ASSIGNMENT: Search each line of the data for the word "below"; copy every line where it is found.

RECORDS FOR THE EXERCISE:
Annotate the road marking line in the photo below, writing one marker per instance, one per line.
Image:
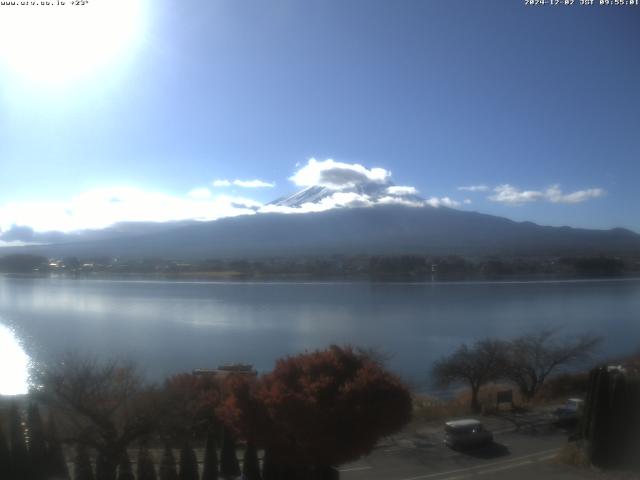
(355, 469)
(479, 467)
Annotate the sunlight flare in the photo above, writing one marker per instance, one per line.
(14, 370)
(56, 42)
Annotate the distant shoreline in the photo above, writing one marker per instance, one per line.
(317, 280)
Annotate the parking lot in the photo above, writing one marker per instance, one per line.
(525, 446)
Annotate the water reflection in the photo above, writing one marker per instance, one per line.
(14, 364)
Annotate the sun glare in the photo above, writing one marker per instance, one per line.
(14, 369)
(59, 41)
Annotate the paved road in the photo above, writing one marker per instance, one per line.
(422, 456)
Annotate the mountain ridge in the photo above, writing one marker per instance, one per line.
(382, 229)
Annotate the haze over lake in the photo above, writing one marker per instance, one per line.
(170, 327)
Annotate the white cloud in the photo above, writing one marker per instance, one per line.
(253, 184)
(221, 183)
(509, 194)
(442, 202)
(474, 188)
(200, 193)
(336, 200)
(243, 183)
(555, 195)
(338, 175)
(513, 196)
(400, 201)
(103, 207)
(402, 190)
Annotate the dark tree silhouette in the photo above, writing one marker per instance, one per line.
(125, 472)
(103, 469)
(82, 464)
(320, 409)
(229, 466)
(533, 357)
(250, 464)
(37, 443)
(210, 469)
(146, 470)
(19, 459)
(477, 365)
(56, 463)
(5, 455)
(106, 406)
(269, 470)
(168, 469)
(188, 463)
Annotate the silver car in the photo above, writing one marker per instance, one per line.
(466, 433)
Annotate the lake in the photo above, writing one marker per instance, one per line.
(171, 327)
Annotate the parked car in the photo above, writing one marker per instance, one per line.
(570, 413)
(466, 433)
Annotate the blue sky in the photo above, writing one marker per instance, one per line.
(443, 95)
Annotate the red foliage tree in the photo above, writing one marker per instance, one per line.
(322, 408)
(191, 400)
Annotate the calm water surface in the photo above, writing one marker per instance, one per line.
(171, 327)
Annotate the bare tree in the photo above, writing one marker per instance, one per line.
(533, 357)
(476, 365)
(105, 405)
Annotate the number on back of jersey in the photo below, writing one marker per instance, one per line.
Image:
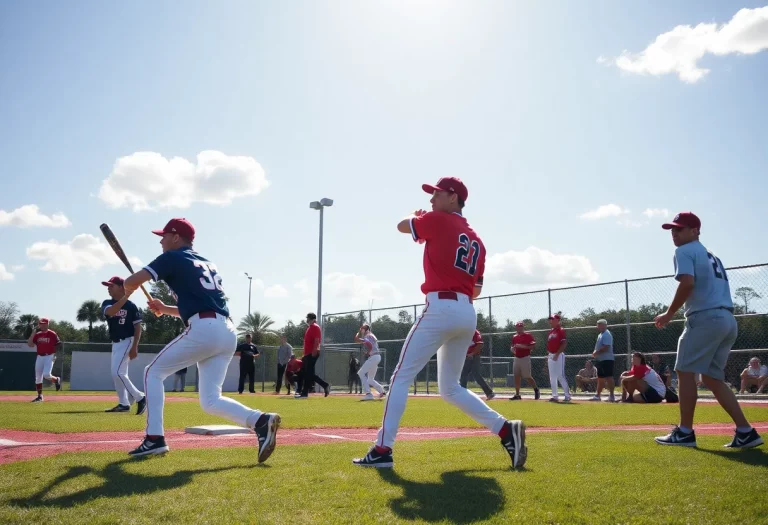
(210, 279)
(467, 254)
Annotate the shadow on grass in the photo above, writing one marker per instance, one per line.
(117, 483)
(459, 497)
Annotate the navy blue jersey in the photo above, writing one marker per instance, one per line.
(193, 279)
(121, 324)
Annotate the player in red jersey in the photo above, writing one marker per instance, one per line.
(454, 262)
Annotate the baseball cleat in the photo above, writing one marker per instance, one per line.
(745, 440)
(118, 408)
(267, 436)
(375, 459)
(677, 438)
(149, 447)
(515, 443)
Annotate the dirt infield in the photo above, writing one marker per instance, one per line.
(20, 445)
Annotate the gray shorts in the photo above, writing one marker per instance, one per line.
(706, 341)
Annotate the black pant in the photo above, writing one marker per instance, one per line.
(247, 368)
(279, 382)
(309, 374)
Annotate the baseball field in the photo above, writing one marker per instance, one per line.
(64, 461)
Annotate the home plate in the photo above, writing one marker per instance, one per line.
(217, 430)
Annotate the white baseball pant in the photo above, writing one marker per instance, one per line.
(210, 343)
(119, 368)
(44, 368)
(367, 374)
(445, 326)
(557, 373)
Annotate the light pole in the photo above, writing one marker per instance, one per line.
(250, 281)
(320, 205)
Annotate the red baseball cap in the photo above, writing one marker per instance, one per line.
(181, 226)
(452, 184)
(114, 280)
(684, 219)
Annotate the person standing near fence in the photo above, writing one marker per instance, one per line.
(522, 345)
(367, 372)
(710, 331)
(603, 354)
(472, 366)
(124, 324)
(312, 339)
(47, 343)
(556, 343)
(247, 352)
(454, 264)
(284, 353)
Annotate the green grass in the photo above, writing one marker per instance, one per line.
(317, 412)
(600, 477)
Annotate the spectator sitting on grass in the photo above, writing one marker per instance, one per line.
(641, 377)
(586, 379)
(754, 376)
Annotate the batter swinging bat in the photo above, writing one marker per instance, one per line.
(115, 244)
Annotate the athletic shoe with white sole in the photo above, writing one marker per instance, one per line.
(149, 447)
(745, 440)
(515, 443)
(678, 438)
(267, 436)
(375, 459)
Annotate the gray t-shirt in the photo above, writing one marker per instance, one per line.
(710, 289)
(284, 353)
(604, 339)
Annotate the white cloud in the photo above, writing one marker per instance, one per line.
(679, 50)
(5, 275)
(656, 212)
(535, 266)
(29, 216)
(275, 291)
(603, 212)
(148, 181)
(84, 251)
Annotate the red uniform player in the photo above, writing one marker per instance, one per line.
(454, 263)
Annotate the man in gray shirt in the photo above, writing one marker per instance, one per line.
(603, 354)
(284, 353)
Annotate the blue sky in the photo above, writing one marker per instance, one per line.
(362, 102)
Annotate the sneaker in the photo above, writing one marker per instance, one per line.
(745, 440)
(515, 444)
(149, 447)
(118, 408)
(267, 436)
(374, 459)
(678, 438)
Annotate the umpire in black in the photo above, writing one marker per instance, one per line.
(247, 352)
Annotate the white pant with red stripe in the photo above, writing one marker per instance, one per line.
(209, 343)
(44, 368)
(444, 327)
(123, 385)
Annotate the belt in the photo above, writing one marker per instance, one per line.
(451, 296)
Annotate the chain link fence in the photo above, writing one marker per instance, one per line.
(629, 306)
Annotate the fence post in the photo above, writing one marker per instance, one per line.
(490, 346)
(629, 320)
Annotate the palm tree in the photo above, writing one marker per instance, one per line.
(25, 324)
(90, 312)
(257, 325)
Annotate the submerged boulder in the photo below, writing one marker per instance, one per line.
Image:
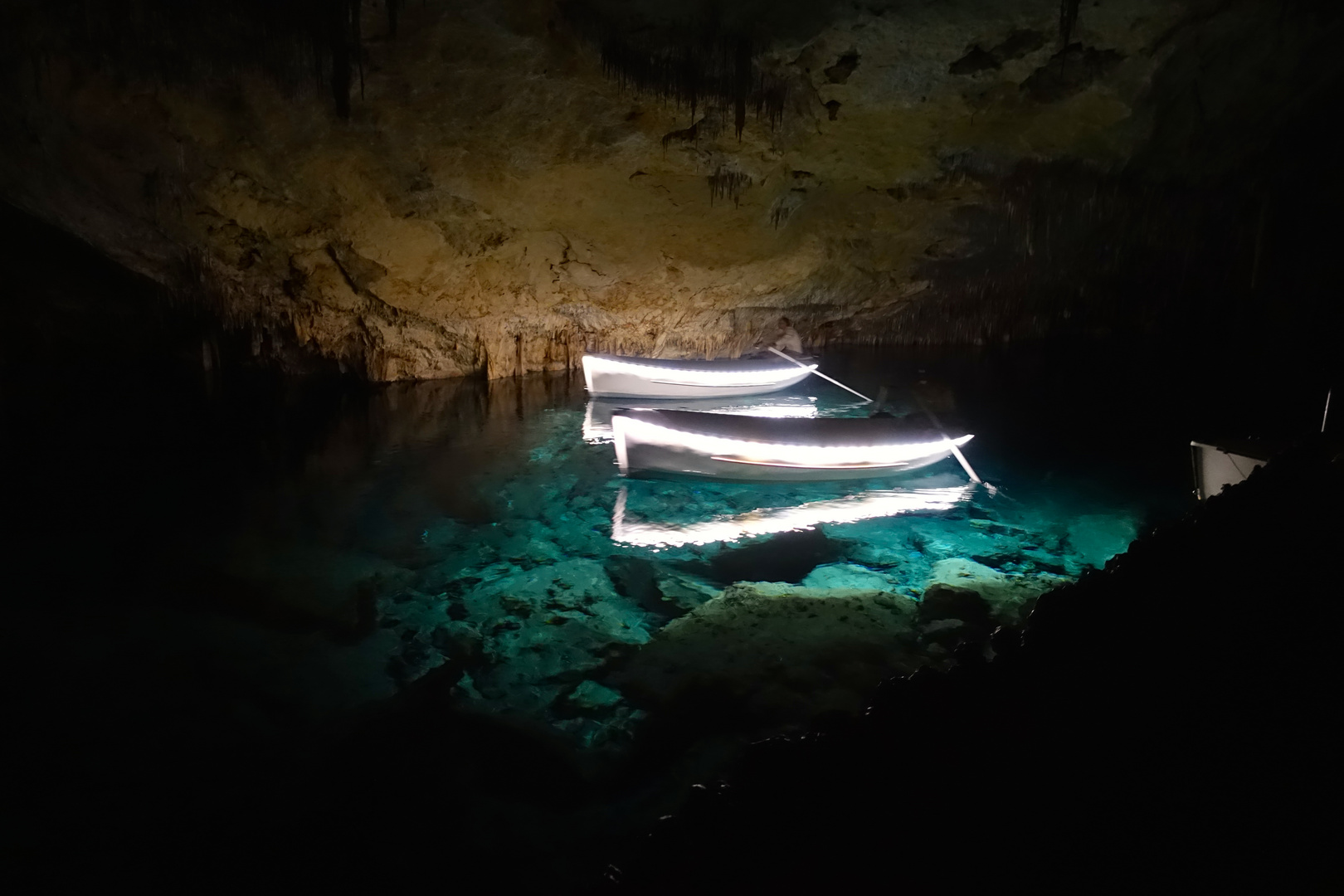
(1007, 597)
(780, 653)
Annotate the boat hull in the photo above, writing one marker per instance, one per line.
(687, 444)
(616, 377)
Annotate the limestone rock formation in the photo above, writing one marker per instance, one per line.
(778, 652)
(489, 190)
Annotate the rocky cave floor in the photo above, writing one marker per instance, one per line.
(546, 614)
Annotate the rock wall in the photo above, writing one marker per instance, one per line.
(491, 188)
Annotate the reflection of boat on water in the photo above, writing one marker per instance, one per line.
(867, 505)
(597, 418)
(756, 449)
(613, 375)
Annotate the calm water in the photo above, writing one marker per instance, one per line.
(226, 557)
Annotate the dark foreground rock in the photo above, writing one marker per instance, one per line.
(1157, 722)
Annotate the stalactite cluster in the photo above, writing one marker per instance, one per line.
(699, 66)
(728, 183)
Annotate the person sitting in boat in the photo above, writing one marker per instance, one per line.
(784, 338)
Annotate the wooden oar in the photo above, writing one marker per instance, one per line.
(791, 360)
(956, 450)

REPLY TO THE TASK:
Annotate the road marking line in the photo below, writing one marker per instance, one per line.
Annotate the number on back of jersey in the photo below, writing one marker per instance, one per line.
Annotate the submerged boulder in the photo below, writing one marker per instance, one per line.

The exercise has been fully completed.